* **Text shown**:
===============

OpusIndex

Various ways of indexing OPUS data. Index files can be used to retrieve sentences from various languages, match sentences with IDs in OPUS corpora etc. The SQLIite databases are also used by the OpusExplorer interface.

Monolingual sentence index

Sentences are indexed per language using this procedure:

extract all sentences from monolingual OPUS releases, sort and merge them into xx.dedup.gz files
dump the sorted sentences into a database xxx.db
create an index file that maps sentence IDs in that database to sentenceIDs in OPUS corpora (xxx.ids.db)

The last step may add sentences to the sentence DB if they are missing in the list extracted in step 1. The tables are stored in different files because queries are faster when different files can be opened and each of them has its own cache. Note that xxx refers to three-letter ISO-639-3 language codes (using macro-language codes if available) whereas xx refers to the original language codes used in OPUS.

Optionally, one can also create a full-text-search index over sentences in yet another database xxx.fts5.db.

Sentence DB `xxx.db`

Table sentences

column	type
rowid	INTEGER UNIQUE
sentence	TEXT UNIQUE PRIMARY KEY NOT NULL

rowid is the automatically assigned row ID and will be used as unique key for each sentence.

Sentence index DB `xxx.ids.db`

Table documents:

column	type
rowid	INTEGER UNIQUE
corpus	TEXT
version	TEXT
document	TEXT

Unique index over columns (corpus,version,document). rowid is used as a unique document ID.

Table sentids:

column	type
id	INTEGER
docID	INTEGER
sentID	TEXT

Unique index over columns (docID,sentID). docID correspond to rowid's in the documents table. sentID is taken from original sentence IDs in XML documents in OPUS. id corresponds to rowid's in the sentences table in the sentence DB.

There is also a view sentindex defined over an inner join between the tables document and sentids. An insert trigger can be used to directly insert data entries into both tables (joined over the document.rowid and sentids.docID fields).

===============

* **Recorded data**:

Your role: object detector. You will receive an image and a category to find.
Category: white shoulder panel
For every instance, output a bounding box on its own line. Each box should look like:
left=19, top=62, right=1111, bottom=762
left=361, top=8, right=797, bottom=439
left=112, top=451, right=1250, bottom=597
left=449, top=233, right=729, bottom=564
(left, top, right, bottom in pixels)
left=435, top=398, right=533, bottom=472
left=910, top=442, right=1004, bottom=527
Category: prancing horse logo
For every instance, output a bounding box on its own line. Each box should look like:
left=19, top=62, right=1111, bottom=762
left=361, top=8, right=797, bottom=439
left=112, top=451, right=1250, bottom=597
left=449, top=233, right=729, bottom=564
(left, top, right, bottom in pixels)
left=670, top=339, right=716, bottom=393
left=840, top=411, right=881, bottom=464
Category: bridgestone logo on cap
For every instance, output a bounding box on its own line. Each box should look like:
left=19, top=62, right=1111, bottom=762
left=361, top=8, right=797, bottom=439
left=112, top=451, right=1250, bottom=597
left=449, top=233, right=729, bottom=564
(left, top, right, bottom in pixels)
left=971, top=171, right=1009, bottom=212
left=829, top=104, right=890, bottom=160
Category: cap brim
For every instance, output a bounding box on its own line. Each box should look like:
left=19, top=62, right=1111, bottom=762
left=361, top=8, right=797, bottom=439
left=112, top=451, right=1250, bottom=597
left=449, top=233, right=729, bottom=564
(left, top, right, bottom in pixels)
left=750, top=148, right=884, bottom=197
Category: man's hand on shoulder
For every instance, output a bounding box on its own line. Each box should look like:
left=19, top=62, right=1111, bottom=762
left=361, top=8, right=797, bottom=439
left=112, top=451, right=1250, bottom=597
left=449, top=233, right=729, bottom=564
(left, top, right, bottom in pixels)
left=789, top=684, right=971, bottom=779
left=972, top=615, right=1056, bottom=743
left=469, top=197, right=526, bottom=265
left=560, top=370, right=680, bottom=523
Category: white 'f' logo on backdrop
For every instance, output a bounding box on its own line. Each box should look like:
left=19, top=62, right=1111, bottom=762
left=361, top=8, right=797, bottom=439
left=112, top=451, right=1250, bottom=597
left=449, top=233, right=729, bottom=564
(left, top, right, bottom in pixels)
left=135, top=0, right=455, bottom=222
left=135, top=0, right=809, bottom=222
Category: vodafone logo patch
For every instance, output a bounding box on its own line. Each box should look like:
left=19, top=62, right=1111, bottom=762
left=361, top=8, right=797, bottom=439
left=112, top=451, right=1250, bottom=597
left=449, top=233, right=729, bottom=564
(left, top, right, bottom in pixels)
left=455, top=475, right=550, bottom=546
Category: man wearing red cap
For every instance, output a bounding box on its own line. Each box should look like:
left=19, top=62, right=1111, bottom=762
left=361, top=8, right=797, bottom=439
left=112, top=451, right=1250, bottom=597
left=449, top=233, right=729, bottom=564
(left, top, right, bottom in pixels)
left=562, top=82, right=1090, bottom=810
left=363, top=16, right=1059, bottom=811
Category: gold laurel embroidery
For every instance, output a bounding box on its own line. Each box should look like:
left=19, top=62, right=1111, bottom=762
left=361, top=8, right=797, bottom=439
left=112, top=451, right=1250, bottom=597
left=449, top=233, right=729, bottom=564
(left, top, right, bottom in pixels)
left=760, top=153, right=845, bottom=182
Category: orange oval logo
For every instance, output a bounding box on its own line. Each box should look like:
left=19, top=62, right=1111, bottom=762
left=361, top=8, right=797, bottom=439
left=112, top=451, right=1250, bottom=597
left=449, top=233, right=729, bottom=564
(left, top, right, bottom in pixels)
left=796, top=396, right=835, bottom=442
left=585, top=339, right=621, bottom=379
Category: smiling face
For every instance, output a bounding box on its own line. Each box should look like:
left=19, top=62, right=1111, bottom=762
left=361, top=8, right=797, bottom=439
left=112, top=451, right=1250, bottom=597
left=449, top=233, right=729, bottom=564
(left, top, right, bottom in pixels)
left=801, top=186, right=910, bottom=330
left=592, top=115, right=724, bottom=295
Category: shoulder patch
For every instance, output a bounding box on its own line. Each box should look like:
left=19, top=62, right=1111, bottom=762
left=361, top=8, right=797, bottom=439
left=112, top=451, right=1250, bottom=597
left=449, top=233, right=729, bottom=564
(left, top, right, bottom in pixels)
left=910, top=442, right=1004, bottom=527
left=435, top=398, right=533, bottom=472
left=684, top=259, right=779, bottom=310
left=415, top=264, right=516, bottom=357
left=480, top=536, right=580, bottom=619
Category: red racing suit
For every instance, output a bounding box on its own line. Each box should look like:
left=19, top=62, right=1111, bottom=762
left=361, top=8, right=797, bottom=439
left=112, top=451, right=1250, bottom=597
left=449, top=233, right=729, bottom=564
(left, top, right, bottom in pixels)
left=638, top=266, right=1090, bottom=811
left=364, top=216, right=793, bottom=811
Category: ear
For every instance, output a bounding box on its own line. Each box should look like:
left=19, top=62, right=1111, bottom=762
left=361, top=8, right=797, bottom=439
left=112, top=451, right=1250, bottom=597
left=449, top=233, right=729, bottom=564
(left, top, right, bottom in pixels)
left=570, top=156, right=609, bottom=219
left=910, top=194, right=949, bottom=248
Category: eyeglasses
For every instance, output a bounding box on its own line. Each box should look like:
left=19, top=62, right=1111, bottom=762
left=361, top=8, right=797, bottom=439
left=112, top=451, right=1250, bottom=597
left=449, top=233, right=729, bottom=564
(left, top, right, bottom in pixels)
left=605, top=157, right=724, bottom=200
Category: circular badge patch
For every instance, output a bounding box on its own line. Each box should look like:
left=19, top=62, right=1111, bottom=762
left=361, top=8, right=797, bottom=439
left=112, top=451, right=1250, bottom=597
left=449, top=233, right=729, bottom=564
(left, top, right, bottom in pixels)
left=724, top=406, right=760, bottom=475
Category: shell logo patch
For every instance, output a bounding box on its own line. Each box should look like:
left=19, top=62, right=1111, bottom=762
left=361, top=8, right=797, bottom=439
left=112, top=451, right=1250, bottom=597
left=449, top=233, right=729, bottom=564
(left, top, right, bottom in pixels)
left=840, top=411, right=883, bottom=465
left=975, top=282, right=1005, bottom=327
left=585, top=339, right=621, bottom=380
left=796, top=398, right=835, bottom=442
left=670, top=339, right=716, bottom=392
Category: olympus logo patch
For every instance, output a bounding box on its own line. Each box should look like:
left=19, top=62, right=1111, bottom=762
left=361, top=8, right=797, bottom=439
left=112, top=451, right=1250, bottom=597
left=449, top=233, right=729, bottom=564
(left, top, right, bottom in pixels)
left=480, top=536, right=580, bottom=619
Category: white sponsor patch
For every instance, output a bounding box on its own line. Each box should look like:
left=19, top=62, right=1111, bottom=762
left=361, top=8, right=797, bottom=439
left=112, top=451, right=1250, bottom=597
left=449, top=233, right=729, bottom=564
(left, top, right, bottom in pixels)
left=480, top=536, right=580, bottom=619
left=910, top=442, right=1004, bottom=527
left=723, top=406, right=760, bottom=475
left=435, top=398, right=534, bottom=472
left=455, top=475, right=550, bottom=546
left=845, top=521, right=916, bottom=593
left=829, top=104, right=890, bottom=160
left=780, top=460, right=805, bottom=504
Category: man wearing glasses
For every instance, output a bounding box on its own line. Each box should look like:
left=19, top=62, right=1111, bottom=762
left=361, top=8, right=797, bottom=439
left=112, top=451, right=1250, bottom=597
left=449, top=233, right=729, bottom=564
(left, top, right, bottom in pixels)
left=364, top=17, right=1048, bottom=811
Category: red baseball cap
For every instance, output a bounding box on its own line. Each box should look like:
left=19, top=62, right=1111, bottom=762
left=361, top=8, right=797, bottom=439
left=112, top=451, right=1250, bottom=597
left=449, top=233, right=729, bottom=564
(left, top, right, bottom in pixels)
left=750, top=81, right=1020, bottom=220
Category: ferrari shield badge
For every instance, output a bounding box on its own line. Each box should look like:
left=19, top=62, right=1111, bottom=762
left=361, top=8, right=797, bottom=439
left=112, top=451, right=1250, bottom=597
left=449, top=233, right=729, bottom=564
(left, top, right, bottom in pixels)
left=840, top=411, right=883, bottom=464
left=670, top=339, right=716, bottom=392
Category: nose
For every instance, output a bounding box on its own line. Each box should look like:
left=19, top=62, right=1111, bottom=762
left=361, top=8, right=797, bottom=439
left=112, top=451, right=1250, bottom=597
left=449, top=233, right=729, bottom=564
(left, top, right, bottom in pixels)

===============

* **Instructions**:
A) Rewrite the stretch of the OpusIndex description from "The last step" through "another database xxx.fts5.db.", swapping "queries" for "lookups".
B) Please carry on the OpusIndex description from the point where it stops.

* **Outputs**:
A)
The last step may add sentences to the sentence DB if they are missing in the list extracted in step 1. The tables are stored in different files because lookups are faster when different files can be opened and each of them has its own cache. Note that xxx refers to three-letter ISO-639-3 language codes (using macro-language codes if available) whereas xx refers to the original language codes used in OPUS.

Optionally, one can also create a full-text-search index over sentences in yet another database xxx.fts5.db.

B)
Full-text-search DB `xxx.fts5.db`

This database has the same structure as the sentence DB but uses the FTS5 extension of SQLite to enable full-text search over sentences. This is useful for querying the data with advanced and efficient search queries (see https://www.sqlitetutorial.net/sqlite-full-text-search/).

Bitext alignment DB `xxx-yyy.db`

Sentence alignments are stored per language pair (source language xxx and target language yyy using ISO-639-3 language codes). There are three tables in the database similar to the monolingual sentence index DB but here focusing on bitexts and alignments:

Table corpora:

column	type
rowid	INTEGER UNIQUE
corpus	TEXT
version	TEXT
srclang	TEXT
trglang	TEXT
srclang3	TEXT
trglang3	TEXT
latest	INTEGER

The rowid will provide the internal ID used for the parallel corpus (referring to a specific language pair and corpus release, i.e. corpus/version/srclang-trglang). The original language IDs of the source language and target language used in OPUS are stored in srclang and trglang. Their mapping to 3-letter codes from ISO-639-3 (using macro-language codes if available) is stored in srclang3 and trglang3.

Table bitexts:

column	type
rowid	INTEGER UNIQUE
corpus	TEXT
version	TEXT
fromDoc	TEXT
toDoc	TEXT

All information is directly taken from the XCES Align files in OPUS. fromDoc corresponds to the document name in the source language and toDoc to the aligned document in the target language. The automatically assigned rowid is, again, taken as a unique document ID (of this bitext). There is a unique index over columns (corpus, version, fromDoc, toDoc). latest is a binary flag with 1 indicating that this version is the latest release of that corpus.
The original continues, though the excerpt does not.